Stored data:
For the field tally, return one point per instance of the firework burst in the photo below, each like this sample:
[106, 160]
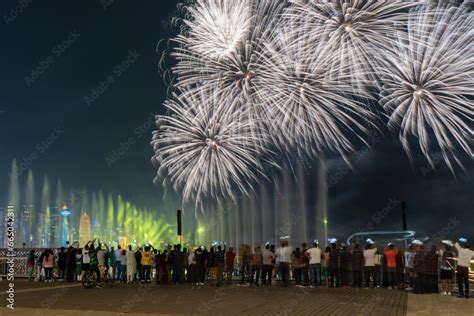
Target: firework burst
[428, 84]
[353, 35]
[204, 153]
[206, 57]
[314, 112]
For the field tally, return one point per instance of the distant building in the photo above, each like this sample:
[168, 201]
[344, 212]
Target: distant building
[84, 230]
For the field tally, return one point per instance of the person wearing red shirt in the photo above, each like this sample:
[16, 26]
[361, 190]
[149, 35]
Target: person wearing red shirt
[229, 264]
[390, 254]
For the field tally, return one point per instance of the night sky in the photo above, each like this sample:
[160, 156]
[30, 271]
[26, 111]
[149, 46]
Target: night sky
[114, 49]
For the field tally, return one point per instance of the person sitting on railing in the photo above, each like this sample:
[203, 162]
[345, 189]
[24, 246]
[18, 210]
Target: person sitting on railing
[447, 269]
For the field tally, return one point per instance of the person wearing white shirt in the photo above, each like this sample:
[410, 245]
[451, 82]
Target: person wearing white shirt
[465, 255]
[369, 265]
[283, 255]
[314, 255]
[267, 259]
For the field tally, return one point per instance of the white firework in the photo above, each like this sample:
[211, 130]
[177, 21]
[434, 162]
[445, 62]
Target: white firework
[352, 34]
[310, 112]
[206, 57]
[428, 82]
[204, 153]
[217, 28]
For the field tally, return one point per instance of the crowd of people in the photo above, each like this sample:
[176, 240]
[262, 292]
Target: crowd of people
[418, 268]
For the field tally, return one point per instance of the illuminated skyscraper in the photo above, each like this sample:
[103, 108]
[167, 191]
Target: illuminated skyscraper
[84, 230]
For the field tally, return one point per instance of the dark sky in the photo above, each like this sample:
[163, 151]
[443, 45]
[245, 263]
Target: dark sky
[101, 39]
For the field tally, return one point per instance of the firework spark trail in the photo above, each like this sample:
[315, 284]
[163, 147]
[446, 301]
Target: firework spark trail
[313, 111]
[204, 153]
[353, 35]
[428, 84]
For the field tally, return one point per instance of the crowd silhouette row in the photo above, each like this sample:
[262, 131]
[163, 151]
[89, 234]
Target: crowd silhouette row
[418, 268]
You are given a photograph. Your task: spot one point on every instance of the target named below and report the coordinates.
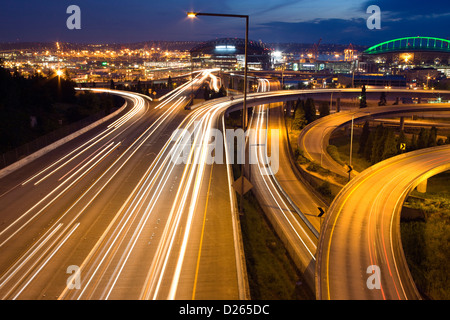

TO BE DONE.
Extract every line of the stored data above word for word, leaving out the pictures.

ANSWER TO THE TASK.
For the field tally, return one point per instance of the firework burst in the photo below, each like this sample:
[106, 160]
Target: firework burst
[428, 84]
[353, 35]
[204, 153]
[206, 57]
[314, 112]
For the field tally, return one point per instance of the distant building in the photo above, each like this sample:
[168, 201]
[344, 212]
Target: distant building
[84, 230]
For the field tally, return one point per instance of the person wearing red shirt in the photo above, each like this sample:
[16, 26]
[361, 190]
[149, 35]
Target: person wearing red shirt
[229, 264]
[390, 254]
For the field tally, return one point per instance of the night sky in the photo above, each like this sample:
[160, 156]
[30, 271]
[26, 111]
[149, 46]
Target: night sky
[114, 49]
For the field tally, return one point per instance of the person sitting on railing in the photo above, each like this sample:
[203, 162]
[345, 189]
[24, 246]
[18, 210]
Target: person sitting on railing
[447, 269]
For the field tally, return one point per instance of the person wearing white shirt in the photo above, each like this sample:
[410, 245]
[451, 82]
Target: person wearing white shirt
[465, 255]
[369, 265]
[283, 255]
[314, 255]
[267, 259]
For the field tally, return one point per instance of the white firework in the photo above, each like this sample:
[211, 130]
[177, 21]
[434, 162]
[445, 62]
Target: white firework
[352, 34]
[310, 112]
[206, 57]
[428, 82]
[204, 153]
[217, 28]
For the field tally, return one point per instance of the crowd of people in the photo above, each like this sample:
[176, 240]
[262, 292]
Target: crowd of people
[418, 268]
For the field tally, return one point per instance of the illuminated skyscraper in the photo above, each like this sample:
[103, 108]
[167, 191]
Target: illuminated skyscraper
[84, 230]
For the field tally, return one point per instance of the dark sky in the photo above, each like this sample:
[163, 151]
[443, 45]
[245, 263]
Target: dark sky
[101, 39]
For the field tally, return one point per instance of the firework spark trail in the photo above, each like this sample:
[315, 284]
[163, 147]
[446, 301]
Target: firework spark trail
[313, 111]
[204, 153]
[353, 35]
[428, 84]
For the field tally, return one point per instance of the crowd silhouette row in the photo above, each like this sample:
[262, 131]
[163, 151]
[89, 234]
Target: crowd silhouette row
[418, 268]
You are given a photograph. Your task: spot one point on every instance of the target named below and report the coordinates.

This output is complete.